# TASK OBJECTIVE
In the data below, find the line containing "Please mark every instance of the paving"; reproduce that line and all subsequent lines exactly, and nothing else.
[START OF AVAILABLE RECORDS]
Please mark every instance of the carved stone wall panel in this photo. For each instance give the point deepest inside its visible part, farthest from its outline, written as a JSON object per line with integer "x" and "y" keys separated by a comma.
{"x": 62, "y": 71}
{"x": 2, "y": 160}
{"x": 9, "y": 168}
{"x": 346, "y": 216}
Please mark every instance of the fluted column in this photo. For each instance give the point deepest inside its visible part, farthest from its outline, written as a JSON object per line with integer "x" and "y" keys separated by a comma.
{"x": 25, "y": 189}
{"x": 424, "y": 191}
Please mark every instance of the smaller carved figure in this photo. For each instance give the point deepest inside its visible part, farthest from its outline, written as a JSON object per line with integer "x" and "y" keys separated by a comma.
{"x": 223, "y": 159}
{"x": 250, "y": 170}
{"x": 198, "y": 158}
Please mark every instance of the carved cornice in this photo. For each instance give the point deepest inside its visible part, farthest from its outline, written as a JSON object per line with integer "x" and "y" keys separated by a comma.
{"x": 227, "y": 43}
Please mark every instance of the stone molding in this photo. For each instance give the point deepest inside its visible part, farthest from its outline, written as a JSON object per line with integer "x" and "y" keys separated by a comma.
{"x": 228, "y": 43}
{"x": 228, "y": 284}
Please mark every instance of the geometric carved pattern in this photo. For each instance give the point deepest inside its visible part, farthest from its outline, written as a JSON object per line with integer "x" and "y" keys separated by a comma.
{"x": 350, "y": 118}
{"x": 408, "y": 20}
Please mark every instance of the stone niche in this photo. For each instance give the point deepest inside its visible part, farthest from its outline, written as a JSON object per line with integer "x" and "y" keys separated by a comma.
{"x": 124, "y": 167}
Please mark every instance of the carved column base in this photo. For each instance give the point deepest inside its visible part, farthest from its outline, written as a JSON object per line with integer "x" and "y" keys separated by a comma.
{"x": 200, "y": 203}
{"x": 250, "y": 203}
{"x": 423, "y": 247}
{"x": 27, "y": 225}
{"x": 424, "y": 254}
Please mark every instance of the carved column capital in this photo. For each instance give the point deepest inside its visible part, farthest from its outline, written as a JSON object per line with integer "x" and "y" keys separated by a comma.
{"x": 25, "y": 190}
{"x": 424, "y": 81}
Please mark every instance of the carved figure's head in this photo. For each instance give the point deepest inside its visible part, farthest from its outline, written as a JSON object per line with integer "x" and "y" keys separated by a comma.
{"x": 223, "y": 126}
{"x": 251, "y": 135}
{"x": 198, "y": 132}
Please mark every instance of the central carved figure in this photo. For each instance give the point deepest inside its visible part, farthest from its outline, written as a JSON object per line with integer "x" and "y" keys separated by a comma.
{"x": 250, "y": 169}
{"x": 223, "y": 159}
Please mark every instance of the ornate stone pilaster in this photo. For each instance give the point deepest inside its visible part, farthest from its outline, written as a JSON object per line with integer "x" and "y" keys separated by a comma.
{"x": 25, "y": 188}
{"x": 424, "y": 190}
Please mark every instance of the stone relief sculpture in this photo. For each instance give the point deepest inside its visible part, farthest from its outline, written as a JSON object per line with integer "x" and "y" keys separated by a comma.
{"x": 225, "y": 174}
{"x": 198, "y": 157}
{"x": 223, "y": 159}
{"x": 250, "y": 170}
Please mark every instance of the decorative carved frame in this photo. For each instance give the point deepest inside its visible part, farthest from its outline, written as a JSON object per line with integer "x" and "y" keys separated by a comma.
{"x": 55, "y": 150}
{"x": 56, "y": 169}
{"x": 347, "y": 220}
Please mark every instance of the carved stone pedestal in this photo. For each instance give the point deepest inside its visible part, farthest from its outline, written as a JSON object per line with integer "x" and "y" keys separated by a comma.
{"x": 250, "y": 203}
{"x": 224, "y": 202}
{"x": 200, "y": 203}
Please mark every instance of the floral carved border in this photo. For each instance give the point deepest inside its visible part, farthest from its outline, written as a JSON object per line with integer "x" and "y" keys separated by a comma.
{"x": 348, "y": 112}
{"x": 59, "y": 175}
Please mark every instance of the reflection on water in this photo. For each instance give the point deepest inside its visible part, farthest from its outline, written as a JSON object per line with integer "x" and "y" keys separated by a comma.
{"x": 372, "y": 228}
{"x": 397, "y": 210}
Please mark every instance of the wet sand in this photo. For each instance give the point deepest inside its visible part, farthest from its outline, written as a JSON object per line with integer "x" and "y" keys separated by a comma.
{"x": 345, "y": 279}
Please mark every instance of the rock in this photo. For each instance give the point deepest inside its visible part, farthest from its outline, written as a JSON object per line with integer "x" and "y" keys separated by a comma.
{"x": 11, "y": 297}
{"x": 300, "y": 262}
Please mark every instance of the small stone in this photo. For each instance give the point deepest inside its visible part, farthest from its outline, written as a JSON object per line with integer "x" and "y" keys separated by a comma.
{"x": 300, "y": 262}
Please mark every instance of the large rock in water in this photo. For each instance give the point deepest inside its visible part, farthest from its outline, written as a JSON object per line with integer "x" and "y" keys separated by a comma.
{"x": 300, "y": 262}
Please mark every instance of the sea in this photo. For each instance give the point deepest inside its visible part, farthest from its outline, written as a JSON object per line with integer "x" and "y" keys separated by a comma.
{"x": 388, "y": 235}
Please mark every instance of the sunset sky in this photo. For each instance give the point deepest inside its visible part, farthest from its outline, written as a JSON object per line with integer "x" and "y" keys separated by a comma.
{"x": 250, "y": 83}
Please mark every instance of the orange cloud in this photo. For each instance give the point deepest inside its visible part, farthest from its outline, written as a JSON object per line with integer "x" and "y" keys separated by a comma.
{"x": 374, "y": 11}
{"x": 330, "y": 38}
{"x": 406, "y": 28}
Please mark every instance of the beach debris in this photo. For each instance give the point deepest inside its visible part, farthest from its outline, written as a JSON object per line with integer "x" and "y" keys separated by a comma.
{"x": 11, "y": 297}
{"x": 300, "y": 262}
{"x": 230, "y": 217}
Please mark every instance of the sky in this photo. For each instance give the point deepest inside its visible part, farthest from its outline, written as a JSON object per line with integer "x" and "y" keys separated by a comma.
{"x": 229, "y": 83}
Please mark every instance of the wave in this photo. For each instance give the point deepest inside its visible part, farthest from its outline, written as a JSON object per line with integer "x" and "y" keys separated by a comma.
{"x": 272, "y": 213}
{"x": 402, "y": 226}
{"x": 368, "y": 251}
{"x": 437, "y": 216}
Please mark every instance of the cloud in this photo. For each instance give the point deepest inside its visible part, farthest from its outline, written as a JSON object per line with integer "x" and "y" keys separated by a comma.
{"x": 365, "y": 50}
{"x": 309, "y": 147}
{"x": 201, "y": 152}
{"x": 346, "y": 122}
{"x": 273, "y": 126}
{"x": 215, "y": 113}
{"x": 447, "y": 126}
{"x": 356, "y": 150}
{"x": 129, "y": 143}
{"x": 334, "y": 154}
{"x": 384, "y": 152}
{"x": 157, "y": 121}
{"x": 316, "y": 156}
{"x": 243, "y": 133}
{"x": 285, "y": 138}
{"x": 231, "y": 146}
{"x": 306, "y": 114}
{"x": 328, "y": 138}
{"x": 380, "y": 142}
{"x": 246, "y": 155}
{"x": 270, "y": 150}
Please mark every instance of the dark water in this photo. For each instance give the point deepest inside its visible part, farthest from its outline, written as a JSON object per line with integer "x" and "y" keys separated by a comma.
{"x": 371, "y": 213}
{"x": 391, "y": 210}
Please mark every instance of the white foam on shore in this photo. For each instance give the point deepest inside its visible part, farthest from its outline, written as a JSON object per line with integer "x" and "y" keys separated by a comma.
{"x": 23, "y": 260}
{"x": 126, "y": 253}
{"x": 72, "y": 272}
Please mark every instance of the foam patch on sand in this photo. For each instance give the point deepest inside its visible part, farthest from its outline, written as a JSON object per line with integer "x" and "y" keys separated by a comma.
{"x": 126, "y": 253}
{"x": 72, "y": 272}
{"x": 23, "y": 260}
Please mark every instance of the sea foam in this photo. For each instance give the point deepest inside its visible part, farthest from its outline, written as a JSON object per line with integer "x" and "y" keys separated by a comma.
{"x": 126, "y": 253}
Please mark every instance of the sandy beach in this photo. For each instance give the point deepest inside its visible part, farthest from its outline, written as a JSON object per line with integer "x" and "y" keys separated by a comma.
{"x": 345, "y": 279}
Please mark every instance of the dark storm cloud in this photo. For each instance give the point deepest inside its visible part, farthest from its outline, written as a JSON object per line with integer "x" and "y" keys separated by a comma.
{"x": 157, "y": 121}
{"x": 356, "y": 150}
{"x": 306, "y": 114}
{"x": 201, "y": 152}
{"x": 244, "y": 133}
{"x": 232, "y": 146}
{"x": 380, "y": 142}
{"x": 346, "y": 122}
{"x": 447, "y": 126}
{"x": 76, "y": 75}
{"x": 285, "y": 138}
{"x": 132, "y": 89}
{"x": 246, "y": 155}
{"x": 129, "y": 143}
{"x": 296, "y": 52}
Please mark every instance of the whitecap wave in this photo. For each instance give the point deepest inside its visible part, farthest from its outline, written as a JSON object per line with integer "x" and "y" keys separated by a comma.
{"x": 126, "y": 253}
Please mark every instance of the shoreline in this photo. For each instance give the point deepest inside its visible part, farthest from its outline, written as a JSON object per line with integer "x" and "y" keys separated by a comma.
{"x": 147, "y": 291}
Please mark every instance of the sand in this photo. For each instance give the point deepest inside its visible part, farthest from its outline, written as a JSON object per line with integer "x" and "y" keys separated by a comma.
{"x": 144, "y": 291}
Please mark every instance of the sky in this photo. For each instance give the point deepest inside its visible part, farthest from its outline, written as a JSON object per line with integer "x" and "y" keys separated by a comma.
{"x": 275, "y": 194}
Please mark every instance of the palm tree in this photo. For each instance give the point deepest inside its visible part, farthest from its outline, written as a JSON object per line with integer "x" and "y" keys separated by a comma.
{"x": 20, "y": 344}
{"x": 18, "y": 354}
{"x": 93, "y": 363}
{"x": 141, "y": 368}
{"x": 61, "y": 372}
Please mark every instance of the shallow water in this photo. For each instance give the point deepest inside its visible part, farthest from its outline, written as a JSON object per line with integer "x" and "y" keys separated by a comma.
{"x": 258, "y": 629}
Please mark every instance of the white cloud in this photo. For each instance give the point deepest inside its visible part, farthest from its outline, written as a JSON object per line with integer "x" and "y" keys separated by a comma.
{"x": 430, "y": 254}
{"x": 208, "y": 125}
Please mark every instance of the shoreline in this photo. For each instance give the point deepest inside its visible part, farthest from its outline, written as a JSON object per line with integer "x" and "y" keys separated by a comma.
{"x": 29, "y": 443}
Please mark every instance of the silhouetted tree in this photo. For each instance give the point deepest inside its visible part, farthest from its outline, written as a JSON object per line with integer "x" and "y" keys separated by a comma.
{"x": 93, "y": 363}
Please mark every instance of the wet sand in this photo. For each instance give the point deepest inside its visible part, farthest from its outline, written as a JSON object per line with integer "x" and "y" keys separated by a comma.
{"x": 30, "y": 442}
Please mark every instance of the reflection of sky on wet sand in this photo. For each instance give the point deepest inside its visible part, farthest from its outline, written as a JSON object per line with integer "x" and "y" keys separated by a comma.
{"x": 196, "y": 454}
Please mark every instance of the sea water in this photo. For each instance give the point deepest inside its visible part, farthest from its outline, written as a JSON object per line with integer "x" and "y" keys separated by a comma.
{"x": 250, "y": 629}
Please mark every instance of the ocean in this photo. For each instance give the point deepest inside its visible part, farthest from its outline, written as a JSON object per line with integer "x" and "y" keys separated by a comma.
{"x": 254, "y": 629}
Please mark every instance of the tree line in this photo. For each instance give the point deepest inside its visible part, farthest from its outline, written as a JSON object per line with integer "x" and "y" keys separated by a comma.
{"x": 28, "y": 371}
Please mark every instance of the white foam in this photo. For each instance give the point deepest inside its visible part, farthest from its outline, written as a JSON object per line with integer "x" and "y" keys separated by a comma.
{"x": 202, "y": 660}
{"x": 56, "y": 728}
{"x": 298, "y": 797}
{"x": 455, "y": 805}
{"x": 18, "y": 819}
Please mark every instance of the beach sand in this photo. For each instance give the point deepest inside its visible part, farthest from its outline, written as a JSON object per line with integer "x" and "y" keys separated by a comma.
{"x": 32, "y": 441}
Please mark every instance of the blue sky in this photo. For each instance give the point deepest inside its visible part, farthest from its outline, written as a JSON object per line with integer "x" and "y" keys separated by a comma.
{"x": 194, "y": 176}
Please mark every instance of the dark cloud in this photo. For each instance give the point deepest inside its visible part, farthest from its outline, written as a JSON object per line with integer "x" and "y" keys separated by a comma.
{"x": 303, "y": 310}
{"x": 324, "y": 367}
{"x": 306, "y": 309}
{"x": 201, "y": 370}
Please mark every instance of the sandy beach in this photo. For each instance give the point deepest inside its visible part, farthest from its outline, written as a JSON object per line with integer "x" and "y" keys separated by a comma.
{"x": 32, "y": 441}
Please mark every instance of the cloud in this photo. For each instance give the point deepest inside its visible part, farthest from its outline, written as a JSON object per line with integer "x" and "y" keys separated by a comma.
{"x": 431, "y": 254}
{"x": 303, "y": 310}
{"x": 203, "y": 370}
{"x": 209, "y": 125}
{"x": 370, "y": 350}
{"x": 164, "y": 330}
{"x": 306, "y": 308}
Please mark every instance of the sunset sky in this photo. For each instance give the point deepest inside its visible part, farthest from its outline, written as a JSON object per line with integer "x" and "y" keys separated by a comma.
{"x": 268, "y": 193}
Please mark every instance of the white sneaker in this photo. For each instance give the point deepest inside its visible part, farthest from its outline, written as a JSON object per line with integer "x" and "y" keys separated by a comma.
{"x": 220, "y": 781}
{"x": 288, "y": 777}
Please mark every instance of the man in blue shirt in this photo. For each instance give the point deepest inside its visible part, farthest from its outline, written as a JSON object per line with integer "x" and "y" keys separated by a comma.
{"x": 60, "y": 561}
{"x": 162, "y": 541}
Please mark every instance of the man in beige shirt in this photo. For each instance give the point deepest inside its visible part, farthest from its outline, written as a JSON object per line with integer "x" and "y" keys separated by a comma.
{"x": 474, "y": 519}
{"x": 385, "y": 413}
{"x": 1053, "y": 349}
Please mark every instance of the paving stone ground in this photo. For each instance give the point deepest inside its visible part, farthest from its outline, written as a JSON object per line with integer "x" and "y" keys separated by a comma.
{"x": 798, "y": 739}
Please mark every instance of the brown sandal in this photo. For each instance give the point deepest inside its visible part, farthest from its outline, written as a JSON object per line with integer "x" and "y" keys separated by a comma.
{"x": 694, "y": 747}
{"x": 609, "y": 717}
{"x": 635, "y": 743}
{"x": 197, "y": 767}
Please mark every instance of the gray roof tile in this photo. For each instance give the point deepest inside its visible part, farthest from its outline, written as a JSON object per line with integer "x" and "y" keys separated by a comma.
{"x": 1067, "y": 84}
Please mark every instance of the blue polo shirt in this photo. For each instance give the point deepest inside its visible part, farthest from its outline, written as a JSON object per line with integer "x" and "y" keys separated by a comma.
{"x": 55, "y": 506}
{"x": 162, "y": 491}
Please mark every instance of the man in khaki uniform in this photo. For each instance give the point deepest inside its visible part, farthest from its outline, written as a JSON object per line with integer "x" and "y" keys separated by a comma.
[END OF AVAILABLE RECORDS]
# RESPONSE TO THIS TASK
Please mark every instance of the paving stone ground in this photo. For each instance give the point deepest inside its visible part, farthest from its outline, written as a JSON object per line with integer "x" and "y" keys separated by a comma.
{"x": 798, "y": 739}
Please mark every instance of the brown sandal in this photo. For each instance give the point deepest inside its visible part, farthest from its outline, written as a JSON object per line with integer "x" and "y" keys separated by a comma.
{"x": 694, "y": 747}
{"x": 609, "y": 717}
{"x": 635, "y": 743}
{"x": 197, "y": 767}
Please mark every instance of the gray roof tile in this photo. For each instance give the point deepest inside its visible part, farthest from its outline, written as a JSON object per line with integer "x" and "y" keys separated by a comma.
{"x": 1067, "y": 84}
Please mark every instance of the blue polo shirt in this photo. For each instance give the point deepest inside its visible part, farthest from its outline, written as a JSON object per line with integer "x" and "y" keys separated by a comma.
{"x": 55, "y": 506}
{"x": 162, "y": 491}
Please mark every instance of the man in khaki uniform in this photo. For each instance give the point deepest inside its visible part, farthest from its outline, written as a JSON object per line with integer "x" and "y" keys separated by a comma.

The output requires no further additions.